> _ABOUT THIS EXERCISE_
With images removed, transcribe each record exactly as it appears.

Point localization data:
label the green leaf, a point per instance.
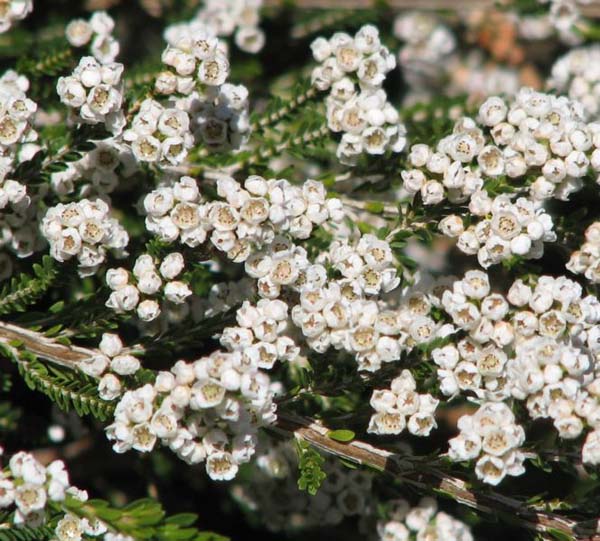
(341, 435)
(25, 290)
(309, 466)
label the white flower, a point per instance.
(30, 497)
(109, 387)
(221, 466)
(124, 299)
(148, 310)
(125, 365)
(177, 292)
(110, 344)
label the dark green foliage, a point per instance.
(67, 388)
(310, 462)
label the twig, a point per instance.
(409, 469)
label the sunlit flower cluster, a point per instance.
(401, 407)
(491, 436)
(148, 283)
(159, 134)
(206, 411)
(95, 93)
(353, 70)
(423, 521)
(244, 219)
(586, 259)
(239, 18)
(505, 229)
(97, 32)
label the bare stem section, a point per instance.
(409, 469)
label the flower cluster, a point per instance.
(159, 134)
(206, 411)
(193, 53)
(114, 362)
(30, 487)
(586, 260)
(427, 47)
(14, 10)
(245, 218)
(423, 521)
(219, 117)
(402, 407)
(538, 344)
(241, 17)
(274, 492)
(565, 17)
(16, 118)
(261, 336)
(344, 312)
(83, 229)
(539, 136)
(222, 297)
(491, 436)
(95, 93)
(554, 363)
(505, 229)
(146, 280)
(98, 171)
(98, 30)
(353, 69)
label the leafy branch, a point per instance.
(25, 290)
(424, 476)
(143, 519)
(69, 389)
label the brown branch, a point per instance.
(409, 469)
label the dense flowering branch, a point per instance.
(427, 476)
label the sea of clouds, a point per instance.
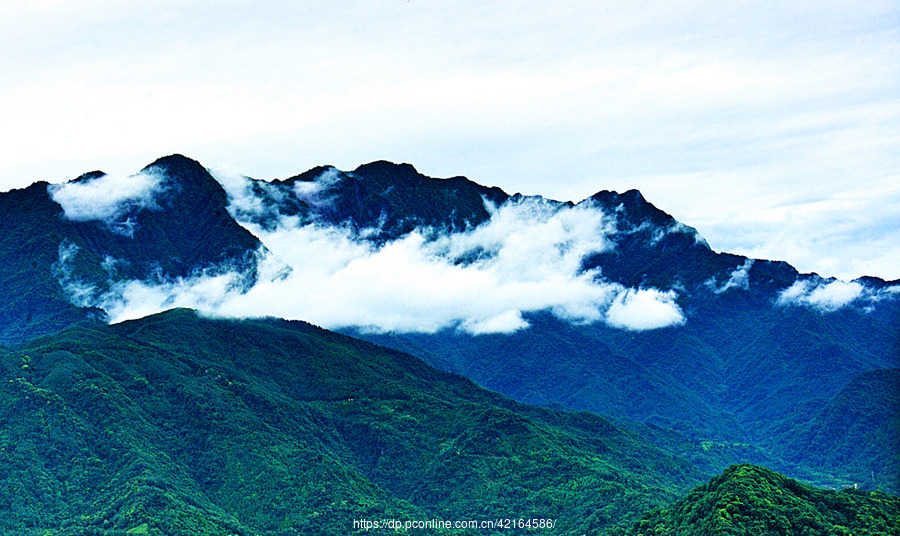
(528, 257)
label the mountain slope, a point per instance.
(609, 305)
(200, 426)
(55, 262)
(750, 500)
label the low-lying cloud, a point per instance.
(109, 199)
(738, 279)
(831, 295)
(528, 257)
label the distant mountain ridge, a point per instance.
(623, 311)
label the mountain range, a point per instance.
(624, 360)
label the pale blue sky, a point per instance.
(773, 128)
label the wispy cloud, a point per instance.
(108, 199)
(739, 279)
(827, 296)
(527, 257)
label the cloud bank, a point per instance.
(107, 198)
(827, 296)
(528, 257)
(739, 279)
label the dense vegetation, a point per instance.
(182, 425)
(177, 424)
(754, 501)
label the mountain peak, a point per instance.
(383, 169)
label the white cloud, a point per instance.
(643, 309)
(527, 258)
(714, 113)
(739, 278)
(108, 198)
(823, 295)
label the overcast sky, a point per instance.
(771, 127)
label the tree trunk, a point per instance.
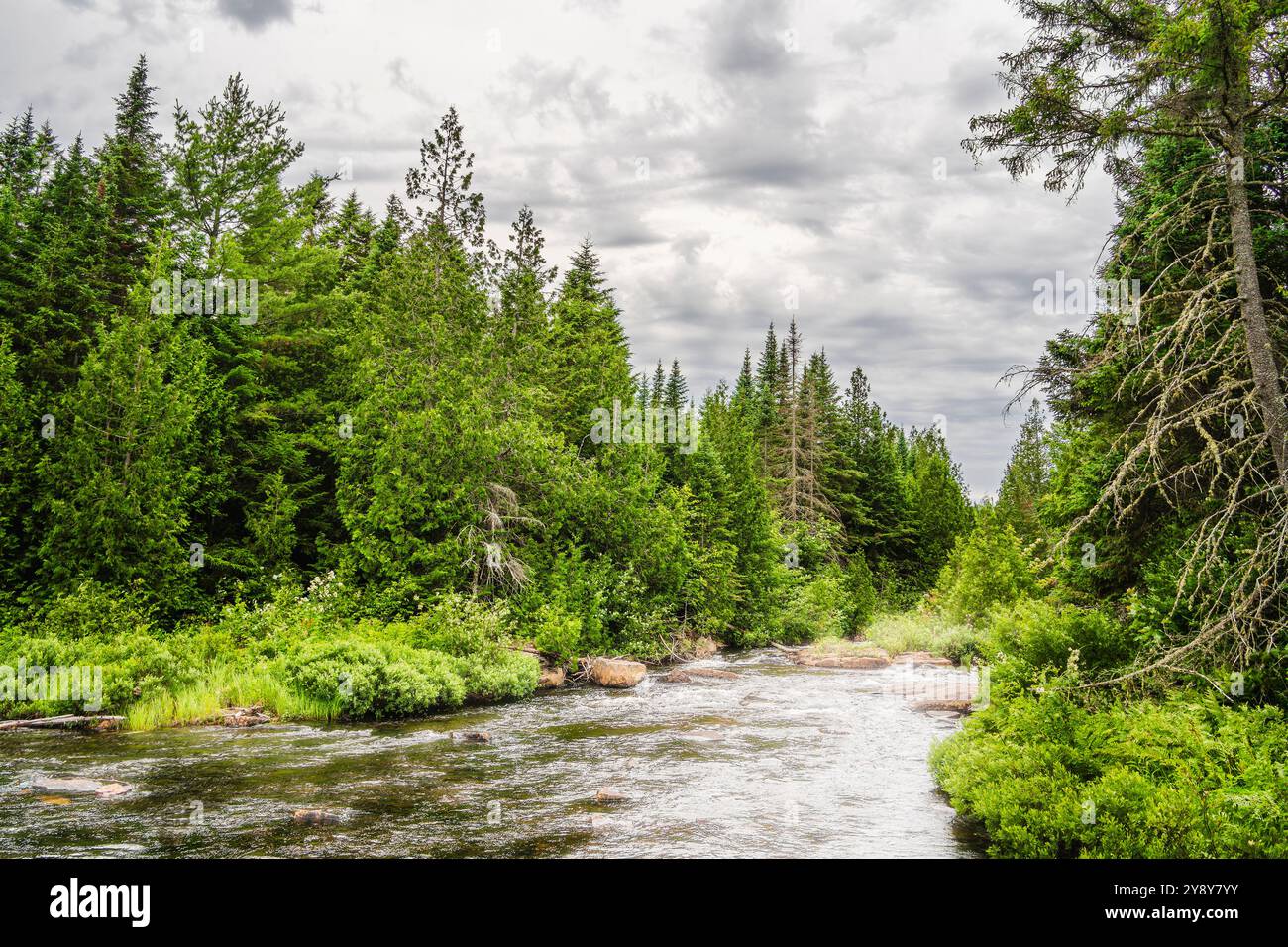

> _RESPONSE AREA_
label the green leaf, a point per instance.
(341, 435)
(25, 290)
(309, 466)
label the white flower, a point per instance.
(30, 497)
(109, 387)
(221, 466)
(124, 299)
(148, 310)
(125, 365)
(177, 292)
(110, 344)
label the dark green foliage, a point per instance.
(67, 388)
(310, 462)
label the twig, a point per instance.
(409, 469)
label the sunlit flower cluster, a point per instance.
(401, 407)
(491, 436)
(148, 283)
(159, 134)
(206, 411)
(95, 93)
(353, 70)
(423, 521)
(244, 219)
(586, 259)
(239, 18)
(505, 229)
(97, 32)
label the bare stem section, a point per instance.
(409, 469)
label the flower cluster, a point per instance.
(159, 134)
(206, 411)
(193, 53)
(114, 362)
(30, 487)
(586, 260)
(427, 47)
(14, 10)
(245, 218)
(423, 521)
(219, 117)
(402, 407)
(538, 344)
(241, 17)
(274, 492)
(565, 17)
(16, 118)
(261, 336)
(344, 312)
(83, 229)
(539, 136)
(222, 297)
(491, 436)
(95, 93)
(554, 363)
(505, 229)
(146, 280)
(98, 171)
(98, 30)
(353, 69)
label the leafy branch, a point per instance.
(25, 290)
(424, 476)
(143, 519)
(69, 389)
label the brown branch, a point per instance.
(409, 469)
label the dense flowering branch, a point per instance.
(427, 476)
label the sea of clouds, a point per instance.
(528, 257)
label the mountain slope, a point per instance.
(609, 305)
(200, 426)
(55, 262)
(750, 500)
label the low-lying cloud, a point per instance.
(109, 199)
(738, 279)
(831, 295)
(528, 257)
label the distant mountain ridge, a point per instance.
(623, 311)
label the mountain range, a point per instance.
(624, 360)
label the pale blue sky, a point per instance.
(773, 128)
label the wispy cloud, a point per instance.
(108, 199)
(739, 279)
(827, 296)
(527, 257)
label the cloud bank, a point per instance.
(107, 198)
(827, 296)
(528, 257)
(739, 279)
label the dense vegetation, a point per instance.
(182, 425)
(177, 424)
(754, 501)
label the mountain peak, a point per instance.
(383, 169)
label the white cloud, a point per instance.
(643, 309)
(527, 258)
(714, 113)
(739, 278)
(108, 198)
(823, 295)
label the overcast sky, a point per instance.
(771, 127)
label the tree trunk, a point per instance.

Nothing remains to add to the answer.